Document:
+===+

This recipe for Tilor Pitha l Assamese style glutinous rice wrappers with a sweet sesame filling is full of nostalgia. This is a traditional Assamese (from Assam, a state in North East India) delicacy especially prepared during the festival of Bihu.
Assam, a North Eastern state of India, is primarily agricultural and three of its major festivals are all centred around it. Bihu is celebrated by all Assamese irrespective of religion, caste and creed. It has three forms-
- Kati or Kongali Bihu (which is observed in October, to pray for a good harvest)
- Magh or Bhogali Bihu (observed in January, to celebrate the end of the harvesting season)
- Bohag or Rongali Bihu (observed in April, the start of the cultivation season and to usher in spring and the Assamese New Year)
Magh / Bhogali Bihu-
Magh or Bhogali Bihu marks the end of the harvesting season. The granaries are full and there is a lot of feasting. Various rice and coconut based traditional snacks are prepared during this Bihu.
Magh Bihu is coming up in a few days time. A variety of delicacies called ‘pitha’ are made during this festival and most of the them are rice based. This tilor pitha is one of them and is unique to Assam. Unlike other pithas which are dough or batter based; the uniqueness of this pitha is that the outer wrapper is made with just ground rice. The stickiness of glutinous rice is depended upon to help hold its shape while rolling.

+===+

Rows from a dataset:
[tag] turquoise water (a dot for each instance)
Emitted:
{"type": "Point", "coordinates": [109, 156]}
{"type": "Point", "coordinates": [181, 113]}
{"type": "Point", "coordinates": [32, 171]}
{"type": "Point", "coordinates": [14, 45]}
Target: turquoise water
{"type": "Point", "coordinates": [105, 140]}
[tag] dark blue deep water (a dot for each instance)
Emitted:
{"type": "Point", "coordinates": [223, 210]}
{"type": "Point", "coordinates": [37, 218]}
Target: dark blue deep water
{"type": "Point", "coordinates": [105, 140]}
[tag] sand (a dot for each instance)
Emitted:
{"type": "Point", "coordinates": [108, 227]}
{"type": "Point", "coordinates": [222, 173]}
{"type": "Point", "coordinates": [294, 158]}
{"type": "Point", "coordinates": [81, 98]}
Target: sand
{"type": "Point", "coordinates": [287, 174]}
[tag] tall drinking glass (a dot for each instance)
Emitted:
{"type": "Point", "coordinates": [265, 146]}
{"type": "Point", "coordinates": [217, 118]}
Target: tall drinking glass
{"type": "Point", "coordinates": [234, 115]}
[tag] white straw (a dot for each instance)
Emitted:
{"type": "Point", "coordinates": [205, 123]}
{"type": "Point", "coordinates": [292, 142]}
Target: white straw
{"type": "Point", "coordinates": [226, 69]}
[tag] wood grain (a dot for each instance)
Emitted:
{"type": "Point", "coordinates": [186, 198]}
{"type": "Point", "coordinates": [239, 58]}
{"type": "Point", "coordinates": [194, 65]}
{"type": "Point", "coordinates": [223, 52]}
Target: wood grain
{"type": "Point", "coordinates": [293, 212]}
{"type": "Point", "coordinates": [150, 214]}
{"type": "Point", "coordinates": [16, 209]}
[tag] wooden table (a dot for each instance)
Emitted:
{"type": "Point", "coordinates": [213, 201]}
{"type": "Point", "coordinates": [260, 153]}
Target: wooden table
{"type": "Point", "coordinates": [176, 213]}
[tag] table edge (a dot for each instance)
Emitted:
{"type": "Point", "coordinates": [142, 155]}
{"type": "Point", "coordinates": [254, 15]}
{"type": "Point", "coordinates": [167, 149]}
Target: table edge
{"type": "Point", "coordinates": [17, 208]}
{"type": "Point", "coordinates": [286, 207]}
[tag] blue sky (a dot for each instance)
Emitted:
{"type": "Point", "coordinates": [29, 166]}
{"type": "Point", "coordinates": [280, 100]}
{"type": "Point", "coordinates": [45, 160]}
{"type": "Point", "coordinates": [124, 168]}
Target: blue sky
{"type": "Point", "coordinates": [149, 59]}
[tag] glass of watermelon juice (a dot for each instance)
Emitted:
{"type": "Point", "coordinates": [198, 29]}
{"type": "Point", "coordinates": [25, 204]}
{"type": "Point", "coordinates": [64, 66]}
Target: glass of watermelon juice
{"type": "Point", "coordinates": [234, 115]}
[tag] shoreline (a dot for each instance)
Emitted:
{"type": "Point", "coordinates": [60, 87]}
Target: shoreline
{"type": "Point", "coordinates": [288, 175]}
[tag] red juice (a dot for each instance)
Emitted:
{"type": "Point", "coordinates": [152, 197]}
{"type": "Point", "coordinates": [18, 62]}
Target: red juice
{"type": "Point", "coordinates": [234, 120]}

+===+

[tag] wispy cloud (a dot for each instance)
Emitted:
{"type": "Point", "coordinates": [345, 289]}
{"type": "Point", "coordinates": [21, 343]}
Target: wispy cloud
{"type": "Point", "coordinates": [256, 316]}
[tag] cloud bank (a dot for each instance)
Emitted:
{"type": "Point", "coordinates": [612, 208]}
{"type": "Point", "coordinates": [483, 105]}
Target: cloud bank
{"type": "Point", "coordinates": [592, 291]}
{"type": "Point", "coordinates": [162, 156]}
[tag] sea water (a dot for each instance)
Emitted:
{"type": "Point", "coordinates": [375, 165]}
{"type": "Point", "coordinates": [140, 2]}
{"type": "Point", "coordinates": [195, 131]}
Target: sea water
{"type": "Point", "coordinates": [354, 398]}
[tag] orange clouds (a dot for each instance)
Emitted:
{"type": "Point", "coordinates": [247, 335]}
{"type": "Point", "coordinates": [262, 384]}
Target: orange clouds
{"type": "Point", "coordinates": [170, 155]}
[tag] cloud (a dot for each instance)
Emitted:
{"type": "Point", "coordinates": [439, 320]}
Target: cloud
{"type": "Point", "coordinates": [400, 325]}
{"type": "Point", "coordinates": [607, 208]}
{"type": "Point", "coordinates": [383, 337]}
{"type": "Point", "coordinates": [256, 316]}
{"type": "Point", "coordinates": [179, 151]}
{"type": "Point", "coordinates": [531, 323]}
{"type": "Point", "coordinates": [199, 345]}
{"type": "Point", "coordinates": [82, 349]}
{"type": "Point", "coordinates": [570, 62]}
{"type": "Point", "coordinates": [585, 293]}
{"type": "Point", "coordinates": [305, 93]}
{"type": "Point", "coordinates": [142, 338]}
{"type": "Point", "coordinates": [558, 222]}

+===+

Request: Continue the piece on tilor pitha and Magh Bihu from where it stops.

Exercise output:
As I stood in the kitchen and made these tilor pithas, it took me back decades to the one I grew up in. I saw myself beside my ma, mesmerised as she rolled one pitha after another with military precision. Unlike the mere 35-40 pithas that I made today, ma would probably make hundreds for us and other friends and family to enjoy. It was customary to serve pitha and other Bihu delicacies to guests who dropped by during this period.
I used the electric grinder to grind the rice. Back in Assam, when we were growing up, it was ground in the traditional grinder called ‘ural’. We had a heavy iron one. It had the shape of a cylinder and the mouth widened and thinned out at the top. A thick, long, and of course heavy iron log shaped ‘stick’ was used to pound the rice. During Bihu, our ural would be booked by our neighbours to prepare their own batches of pitha. I can still hear the cling-clang of the metal as the rice was pounded; I’ve done it so many times! In fact ma made sure that we all took turns in contributing towards the rice grinding.
When I was old and confident enough to make the pitha, I would share the pitha making responsibility with ma. She would start off, and I would make the second part.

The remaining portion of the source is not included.